▶ PROBLEM DESCRIPTION: Please transcribe, exactly, the line that contains "Verify that every instance of the air" and every line after it to the end of the records, and nothing else.

▶ PROVIDED RECORDS:
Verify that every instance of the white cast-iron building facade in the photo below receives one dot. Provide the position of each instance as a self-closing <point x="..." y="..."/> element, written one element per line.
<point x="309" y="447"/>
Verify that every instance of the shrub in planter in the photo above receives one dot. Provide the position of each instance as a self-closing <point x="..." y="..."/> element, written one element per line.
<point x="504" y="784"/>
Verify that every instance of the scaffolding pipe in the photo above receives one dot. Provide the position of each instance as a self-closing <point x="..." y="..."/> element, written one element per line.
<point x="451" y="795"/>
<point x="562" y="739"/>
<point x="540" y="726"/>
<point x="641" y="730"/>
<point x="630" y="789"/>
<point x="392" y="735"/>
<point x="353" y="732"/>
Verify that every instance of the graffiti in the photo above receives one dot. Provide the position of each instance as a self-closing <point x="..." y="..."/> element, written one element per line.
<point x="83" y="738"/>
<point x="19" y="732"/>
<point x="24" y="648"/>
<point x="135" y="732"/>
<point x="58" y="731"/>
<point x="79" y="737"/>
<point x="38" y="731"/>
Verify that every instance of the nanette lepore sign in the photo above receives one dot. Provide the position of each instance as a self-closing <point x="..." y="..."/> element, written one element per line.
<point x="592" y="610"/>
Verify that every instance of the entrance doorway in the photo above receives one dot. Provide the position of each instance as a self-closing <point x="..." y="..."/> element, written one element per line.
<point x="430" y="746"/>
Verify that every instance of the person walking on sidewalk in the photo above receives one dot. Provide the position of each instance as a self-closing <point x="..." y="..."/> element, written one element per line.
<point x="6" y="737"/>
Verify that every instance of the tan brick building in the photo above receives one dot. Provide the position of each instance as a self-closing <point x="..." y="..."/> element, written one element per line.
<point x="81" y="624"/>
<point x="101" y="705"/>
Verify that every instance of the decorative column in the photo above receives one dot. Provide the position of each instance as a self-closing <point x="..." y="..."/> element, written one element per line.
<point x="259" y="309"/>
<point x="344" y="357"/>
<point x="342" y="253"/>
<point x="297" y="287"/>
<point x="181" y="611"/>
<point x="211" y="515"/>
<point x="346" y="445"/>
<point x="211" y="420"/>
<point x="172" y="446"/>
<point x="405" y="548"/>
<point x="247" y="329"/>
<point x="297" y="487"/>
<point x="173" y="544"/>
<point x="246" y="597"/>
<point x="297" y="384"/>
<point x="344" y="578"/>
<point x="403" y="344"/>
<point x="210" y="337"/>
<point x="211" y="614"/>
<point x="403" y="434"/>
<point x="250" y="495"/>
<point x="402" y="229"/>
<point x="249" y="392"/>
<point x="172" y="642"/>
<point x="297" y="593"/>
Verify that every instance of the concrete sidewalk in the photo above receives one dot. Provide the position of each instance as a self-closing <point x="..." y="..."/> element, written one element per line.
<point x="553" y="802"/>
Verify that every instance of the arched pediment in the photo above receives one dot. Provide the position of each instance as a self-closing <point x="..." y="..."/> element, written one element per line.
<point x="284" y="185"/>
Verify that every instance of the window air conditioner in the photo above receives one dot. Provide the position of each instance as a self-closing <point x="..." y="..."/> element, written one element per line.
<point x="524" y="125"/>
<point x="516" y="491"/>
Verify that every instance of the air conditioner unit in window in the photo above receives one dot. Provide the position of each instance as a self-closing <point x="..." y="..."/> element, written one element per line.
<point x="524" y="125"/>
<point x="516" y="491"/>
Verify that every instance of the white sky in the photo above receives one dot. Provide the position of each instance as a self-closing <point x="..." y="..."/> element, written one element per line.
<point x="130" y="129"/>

▶ COMPLETED TASK:
Verify that every instance of the air conditioner unit in window in the photo above receives one dot. Provide the position of each instance as a self-closing <point x="..." y="..."/> element, written one element per line.
<point x="524" y="125"/>
<point x="516" y="491"/>
Verify that every instance of the white sky in the photo above receives one dot. Provide the position of each instance as a self-closing <point x="..." y="..."/> element, written one element per line.
<point x="130" y="129"/>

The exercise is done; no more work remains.